SELECTED PASSAGE ->
=== Begin Enclosure ===
My boy is 2
So, you're 2. You're more than 2 now - 2 and 3 months, and convinced you are not only the centre of the universe but controlling it too. It's your job to tell people what to do, when to do it and if they're not doing it exactly right. You are our self-appointed policeman. You're always on duty - from 7am until you finally give up after an hour of talking to your toy dogs in bed you don't stop talking: 'What's that mummy?' 'What's that lady doing mummy?' 'Where are you mummy?' 'What you doing mummy?' 'What does that do mummy?' I answer all your questions, so aware that this is building your world. Every question has an answer and each answer is stored away carefully, to be brought out when I'd forgotten all about it and marvel again at your memory, at your capacity to learn. You literally soak everything up, even things I don't think you're taking in. I have to remind myself sometimes that although you can't always uphold your part of the conversation you definitely understand everything. I creep in to make sure the duvet is over you at night when I go to bed, and sometimes you stir as I tuck you in - you shoot your head up and shout out 'yep!' or 'tractor!' then lie back down and sleep again, it makes me laugh that you're still reporting for duty even in your dreams.
You're aware of the dark suddenly, not necessarily scared of it, you'll sit happily in your pitch-black bedroom still, but just aware of it, the absence of light. One night I wasn't allowed to turn the light off at all, and for another hour you played in bed in the light, until I had to go upstairs and tell you to lie down as I switched the light off and gave you darkness back again. You accepted it then. At some point in the last month your imagination suddenly switched on, perhaps that's linked to the wariness of dark - before that, the world was all that you could touch and see, but now there's that extra dimension of imagination, and there could be things in the dark that you can neither see nor touch. The upside of this is the imaginary games; every spoonful of food is an aeroplane, every chair a tractor. We make journeys of thousands of miles a day to visit 'Mark and Saja', and reenact stories again and again. You are often the doctor and I'm the patient, and you earnestly consult your imaginary medicine cupboard for the right medicine before pouring it, complete with sound effects, into an imaginary spoon to make me better.
=== End Enclosure ===
REQUIRED ACTION ->
Answer these questions from the passage about the two-year-old:
(a) How old is the child, in years and months?
(b) What two words does the child sometimes shout when stirring as the duvet is tucked in at night?
(c) In the doctor game, what role does the child's mother play?
The listing that comes next has no connection to the text.

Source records
=== Begin Enclosure ===
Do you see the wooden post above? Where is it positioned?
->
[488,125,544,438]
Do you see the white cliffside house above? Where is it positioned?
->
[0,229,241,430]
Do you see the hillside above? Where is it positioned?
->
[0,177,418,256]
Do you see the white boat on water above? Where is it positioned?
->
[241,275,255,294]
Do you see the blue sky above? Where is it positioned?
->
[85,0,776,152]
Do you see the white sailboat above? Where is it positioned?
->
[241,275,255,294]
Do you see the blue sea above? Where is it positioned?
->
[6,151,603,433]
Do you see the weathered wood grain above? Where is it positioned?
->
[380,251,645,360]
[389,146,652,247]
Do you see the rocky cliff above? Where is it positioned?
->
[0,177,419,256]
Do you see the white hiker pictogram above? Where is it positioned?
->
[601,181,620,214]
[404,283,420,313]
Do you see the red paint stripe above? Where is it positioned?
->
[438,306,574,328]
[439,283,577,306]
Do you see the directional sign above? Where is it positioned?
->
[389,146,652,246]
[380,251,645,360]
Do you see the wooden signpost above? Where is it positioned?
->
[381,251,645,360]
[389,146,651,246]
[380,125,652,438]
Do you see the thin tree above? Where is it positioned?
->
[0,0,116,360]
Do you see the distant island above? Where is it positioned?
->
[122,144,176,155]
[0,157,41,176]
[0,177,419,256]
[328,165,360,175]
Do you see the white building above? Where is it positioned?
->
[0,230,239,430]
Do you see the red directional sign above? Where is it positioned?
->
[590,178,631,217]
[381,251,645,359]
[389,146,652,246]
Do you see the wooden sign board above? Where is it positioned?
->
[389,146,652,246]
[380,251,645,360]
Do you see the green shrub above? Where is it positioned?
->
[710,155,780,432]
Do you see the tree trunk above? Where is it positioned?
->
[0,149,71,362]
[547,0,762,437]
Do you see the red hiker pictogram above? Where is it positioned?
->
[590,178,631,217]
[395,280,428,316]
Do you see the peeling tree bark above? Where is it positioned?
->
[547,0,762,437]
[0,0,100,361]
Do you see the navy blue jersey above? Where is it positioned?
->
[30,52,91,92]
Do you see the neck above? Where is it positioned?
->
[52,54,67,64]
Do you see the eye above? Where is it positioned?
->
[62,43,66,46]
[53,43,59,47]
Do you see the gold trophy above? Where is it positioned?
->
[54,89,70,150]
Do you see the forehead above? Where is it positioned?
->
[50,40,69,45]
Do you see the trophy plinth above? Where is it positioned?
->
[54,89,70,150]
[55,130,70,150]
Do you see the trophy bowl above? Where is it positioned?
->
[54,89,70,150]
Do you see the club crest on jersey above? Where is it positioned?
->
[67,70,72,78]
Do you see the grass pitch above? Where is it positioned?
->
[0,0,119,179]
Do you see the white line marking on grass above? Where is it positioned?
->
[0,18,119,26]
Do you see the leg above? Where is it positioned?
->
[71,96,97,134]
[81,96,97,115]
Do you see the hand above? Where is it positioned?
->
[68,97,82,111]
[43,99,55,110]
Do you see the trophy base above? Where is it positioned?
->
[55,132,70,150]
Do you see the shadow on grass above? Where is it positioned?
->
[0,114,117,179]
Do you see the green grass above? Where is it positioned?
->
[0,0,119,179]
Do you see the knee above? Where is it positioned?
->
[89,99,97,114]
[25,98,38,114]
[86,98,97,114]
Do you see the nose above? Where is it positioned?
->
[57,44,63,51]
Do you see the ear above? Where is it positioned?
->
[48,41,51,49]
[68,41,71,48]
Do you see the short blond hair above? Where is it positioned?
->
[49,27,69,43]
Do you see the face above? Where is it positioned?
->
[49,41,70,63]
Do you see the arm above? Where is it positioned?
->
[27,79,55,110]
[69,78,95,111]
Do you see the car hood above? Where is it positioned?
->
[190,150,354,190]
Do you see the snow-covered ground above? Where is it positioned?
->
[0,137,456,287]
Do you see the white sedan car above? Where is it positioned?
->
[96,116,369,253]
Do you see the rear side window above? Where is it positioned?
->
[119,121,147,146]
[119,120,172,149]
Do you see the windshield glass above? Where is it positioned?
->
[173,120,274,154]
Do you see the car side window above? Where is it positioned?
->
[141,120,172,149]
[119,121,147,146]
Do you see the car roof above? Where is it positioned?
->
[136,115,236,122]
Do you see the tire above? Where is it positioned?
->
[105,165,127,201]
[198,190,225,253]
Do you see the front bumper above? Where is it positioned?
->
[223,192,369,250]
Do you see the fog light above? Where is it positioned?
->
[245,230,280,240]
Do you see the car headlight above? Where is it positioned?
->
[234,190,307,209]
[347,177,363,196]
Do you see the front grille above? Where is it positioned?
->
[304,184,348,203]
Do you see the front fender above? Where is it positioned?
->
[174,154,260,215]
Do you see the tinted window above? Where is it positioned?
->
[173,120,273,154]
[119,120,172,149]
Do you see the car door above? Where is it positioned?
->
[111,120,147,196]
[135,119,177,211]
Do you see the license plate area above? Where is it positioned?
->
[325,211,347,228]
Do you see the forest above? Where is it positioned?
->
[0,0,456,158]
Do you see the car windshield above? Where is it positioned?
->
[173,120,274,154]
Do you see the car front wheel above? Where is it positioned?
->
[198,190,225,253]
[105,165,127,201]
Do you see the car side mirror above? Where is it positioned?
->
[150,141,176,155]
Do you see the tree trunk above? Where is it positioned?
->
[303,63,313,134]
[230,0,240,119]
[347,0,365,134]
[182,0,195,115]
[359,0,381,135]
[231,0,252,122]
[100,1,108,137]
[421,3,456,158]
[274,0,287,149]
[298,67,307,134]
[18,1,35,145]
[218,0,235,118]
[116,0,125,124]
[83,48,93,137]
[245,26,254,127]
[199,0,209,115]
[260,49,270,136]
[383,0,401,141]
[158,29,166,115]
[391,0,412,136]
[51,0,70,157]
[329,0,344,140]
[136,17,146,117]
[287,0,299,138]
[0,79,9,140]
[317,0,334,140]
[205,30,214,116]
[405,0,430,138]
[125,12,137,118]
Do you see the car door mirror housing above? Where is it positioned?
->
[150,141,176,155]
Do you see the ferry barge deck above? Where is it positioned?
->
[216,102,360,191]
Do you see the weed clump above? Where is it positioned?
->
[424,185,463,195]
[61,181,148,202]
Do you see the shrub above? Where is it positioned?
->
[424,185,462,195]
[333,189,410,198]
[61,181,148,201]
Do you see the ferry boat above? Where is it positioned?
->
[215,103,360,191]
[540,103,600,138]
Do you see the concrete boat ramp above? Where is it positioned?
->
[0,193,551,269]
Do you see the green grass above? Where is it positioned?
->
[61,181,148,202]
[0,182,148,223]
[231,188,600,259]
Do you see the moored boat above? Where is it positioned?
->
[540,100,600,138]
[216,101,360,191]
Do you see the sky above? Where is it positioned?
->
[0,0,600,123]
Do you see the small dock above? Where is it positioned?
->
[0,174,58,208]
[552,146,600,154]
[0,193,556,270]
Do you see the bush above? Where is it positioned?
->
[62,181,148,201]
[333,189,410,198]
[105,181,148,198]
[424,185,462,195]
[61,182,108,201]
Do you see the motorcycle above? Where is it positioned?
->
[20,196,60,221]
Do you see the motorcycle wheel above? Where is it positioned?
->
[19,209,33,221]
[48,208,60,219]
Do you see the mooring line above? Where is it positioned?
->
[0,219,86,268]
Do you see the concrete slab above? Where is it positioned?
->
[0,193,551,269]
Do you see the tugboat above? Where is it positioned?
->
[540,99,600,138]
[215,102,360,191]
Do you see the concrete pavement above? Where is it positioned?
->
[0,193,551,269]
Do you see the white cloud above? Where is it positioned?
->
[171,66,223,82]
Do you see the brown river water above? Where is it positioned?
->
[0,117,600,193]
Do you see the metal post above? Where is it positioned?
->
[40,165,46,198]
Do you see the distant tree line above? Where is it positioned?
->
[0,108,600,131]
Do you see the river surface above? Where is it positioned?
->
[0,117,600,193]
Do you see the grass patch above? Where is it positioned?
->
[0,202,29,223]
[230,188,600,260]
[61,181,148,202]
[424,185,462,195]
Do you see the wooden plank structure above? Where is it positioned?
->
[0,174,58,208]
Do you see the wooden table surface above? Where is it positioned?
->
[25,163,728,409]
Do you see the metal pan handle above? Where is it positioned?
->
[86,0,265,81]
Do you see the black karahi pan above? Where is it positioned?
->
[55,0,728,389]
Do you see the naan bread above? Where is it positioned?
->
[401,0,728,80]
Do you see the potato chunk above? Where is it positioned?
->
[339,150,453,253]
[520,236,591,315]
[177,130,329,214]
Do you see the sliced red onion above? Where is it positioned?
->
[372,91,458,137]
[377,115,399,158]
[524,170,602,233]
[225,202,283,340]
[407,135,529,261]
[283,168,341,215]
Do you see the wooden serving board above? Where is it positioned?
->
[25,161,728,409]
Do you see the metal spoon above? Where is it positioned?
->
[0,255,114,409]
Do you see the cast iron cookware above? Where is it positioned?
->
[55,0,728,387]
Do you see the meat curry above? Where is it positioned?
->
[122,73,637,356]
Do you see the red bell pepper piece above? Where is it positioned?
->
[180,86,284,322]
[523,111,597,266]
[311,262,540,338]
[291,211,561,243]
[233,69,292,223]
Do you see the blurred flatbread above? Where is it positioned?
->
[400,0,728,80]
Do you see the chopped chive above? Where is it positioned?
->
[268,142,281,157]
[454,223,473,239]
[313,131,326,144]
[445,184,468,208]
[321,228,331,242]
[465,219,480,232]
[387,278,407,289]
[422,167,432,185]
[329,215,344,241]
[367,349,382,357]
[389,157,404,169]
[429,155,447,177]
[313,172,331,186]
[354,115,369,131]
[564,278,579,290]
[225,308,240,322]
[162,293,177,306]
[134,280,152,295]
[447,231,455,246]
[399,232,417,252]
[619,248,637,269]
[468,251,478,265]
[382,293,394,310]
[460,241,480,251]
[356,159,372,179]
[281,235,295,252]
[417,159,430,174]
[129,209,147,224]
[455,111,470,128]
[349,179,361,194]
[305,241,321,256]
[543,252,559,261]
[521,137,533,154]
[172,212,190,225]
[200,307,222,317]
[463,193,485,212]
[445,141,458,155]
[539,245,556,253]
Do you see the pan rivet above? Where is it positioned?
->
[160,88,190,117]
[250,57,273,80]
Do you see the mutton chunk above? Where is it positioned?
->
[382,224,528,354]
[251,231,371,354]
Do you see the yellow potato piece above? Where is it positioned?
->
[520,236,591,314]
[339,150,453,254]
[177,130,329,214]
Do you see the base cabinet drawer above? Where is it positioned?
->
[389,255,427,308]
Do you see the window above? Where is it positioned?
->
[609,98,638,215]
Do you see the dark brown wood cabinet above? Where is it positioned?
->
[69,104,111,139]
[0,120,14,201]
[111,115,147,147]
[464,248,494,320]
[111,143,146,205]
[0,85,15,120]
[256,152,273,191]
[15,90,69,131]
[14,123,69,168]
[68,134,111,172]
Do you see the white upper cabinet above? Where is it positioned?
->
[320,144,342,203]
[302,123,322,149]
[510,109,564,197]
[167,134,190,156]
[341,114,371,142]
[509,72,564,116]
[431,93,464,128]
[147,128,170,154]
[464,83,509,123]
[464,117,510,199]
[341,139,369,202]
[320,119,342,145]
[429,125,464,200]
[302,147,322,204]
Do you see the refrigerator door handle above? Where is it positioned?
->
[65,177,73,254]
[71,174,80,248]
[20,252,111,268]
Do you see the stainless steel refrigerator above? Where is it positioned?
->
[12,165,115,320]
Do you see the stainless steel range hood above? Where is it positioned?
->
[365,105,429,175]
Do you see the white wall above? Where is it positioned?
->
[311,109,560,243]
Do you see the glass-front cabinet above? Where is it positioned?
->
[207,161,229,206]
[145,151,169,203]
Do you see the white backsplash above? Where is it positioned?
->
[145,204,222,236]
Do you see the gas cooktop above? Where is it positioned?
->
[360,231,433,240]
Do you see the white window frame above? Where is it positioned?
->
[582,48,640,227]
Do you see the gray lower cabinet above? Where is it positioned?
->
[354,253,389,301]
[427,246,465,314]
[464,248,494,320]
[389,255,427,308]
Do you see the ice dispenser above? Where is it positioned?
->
=== End Enclosure ===
THE COMPLETED TASK ->
(a) 2 years and 3 months.
(b) 'Yep!' or 'tractor!'
(c) The patient.